━━ 正文
DROID(Distributed Robot Interaction Dataset)

python 复制代码
# Full DROID dataset in RLDS (1.7TB)
gsutil -m cp -r gs://gresearch/robotics/droid <path_to_your_target_dir>

# Example 100 episodes from the DROID dataset in RLDS for debugging (2GB)
gsutil -m cp -r gs://gresearch/robotics/droid_100 <path_to_your_target_dir>

# Raw DROID dataset in stereo HD, stored as MP4 videos (8.7TB)
gsutil -m cp -r gs://gresearch/robotics/droid_raw <path_to_your_target_dir>

# Raw DROID dataset, non-stereo HD video only (5.6TB, excluding stereo video & raw SVO cam files)
gsutil -m rsync -r -x ".*SVO.*|.*stereo.*\.mp4$" "gs://gresearch/robotics/droid_raw" <path_to_your_target_dir>

数据集的 Schema:(单条episode)
━━━━
━━ 提取数据
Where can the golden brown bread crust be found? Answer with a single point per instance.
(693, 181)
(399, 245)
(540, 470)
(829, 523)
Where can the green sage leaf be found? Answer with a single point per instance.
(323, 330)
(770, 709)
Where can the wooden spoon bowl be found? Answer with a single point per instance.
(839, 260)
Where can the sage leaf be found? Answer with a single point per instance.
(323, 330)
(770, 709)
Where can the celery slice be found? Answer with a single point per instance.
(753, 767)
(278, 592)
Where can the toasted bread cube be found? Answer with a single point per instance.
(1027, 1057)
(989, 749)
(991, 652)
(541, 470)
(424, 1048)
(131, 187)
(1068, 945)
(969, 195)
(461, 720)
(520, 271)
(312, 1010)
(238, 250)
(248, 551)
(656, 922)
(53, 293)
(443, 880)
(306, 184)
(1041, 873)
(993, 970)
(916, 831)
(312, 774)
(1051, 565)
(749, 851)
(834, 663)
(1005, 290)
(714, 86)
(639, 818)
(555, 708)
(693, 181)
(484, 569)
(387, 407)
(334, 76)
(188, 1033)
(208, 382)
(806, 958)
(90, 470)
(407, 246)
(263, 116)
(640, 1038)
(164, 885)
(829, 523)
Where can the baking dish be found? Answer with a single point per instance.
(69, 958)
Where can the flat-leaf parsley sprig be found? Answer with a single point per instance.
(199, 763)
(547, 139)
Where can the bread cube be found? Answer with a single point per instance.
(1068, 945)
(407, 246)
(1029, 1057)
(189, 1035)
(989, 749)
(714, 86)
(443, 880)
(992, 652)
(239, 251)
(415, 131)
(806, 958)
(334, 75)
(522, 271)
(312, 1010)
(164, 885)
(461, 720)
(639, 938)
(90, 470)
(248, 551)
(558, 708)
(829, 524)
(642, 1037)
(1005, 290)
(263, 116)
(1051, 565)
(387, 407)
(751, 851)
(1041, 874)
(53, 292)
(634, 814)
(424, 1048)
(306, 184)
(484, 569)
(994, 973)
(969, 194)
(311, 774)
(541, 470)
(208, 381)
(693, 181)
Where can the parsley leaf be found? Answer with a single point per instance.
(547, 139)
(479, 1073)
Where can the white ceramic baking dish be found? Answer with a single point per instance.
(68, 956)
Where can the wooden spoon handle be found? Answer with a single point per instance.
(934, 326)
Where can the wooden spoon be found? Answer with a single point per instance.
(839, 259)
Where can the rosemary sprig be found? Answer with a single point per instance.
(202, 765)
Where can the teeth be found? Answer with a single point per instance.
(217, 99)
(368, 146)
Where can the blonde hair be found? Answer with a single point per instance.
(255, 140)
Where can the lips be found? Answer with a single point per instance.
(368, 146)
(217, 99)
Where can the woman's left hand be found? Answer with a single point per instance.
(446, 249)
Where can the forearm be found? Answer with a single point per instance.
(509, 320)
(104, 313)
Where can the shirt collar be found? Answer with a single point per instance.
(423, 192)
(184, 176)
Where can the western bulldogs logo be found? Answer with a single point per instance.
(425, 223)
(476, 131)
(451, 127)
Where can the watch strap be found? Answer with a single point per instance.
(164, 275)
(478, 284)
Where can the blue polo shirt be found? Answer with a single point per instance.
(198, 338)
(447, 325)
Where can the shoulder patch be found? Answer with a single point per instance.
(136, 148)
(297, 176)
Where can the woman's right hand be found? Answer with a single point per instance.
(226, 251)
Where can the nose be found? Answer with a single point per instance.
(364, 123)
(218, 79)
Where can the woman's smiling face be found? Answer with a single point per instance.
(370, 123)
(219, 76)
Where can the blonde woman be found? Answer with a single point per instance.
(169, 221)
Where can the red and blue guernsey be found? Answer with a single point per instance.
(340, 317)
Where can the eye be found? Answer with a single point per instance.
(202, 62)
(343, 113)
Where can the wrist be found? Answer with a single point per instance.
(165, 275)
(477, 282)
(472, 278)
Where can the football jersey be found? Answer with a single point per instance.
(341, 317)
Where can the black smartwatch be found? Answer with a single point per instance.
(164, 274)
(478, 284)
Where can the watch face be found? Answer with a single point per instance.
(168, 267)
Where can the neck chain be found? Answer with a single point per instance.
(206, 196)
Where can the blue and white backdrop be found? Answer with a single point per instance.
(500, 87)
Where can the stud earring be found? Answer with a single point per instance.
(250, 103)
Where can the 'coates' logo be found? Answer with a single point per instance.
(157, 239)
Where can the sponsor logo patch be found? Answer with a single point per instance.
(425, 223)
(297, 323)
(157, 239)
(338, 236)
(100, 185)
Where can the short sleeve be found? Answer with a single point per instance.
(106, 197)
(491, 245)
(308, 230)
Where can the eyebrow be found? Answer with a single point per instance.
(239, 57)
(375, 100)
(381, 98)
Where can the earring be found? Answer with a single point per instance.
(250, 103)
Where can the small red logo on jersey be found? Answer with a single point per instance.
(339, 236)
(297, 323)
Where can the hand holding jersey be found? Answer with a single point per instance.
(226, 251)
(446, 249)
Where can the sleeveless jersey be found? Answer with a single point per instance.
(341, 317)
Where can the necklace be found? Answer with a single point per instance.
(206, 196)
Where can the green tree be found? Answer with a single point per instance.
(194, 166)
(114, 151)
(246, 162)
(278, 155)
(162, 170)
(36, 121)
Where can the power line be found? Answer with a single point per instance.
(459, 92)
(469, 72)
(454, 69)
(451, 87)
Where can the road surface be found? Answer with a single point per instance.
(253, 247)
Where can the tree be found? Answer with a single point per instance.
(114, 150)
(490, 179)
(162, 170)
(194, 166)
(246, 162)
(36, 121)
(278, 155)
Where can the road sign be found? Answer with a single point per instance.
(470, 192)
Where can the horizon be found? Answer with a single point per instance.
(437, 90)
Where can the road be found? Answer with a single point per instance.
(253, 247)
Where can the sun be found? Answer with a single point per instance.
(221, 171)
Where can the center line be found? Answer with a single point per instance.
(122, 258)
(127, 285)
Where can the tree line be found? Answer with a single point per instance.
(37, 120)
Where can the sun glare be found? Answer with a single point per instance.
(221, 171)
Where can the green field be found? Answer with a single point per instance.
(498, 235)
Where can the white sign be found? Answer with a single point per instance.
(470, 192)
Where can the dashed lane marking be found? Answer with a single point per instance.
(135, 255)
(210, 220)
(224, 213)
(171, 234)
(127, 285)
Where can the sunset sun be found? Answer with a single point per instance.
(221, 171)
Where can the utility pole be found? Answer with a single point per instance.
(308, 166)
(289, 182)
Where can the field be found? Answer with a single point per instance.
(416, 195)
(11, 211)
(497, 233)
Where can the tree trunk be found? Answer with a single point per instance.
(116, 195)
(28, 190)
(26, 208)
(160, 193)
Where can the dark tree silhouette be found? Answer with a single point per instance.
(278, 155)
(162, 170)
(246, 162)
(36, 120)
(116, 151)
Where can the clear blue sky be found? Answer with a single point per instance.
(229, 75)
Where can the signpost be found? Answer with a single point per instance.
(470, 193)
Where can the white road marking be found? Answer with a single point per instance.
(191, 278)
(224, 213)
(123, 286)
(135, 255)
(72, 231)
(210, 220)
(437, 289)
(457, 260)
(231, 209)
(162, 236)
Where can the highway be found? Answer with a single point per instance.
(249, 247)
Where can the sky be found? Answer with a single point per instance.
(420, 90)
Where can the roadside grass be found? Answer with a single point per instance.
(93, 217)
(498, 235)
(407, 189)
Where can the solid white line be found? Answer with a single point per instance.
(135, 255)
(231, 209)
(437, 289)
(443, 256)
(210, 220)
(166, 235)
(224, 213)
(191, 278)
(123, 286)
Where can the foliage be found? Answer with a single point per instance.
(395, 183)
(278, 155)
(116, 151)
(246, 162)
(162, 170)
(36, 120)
━━━━
把正文中从“python 复制代码”起、一直到“MP4 videos (8.7TB)”为止的内容逐字抄出。

最终答案 =
python 复制代码
# Full DROID dataset in RLDS (1.7TB)
gsutil -m cp -r gs://gresearch/robotics/droid <path_to_your_target_dir>

# Example 100 episodes from the DROID dataset in RLDS for debugging (2GB)
gsutil -m cp -r gs://gresearch/robotics/droid_100 <path_to_your_target_dir>

# Raw DROID dataset in stereo HD, stored as MP4 videos (8.7TB)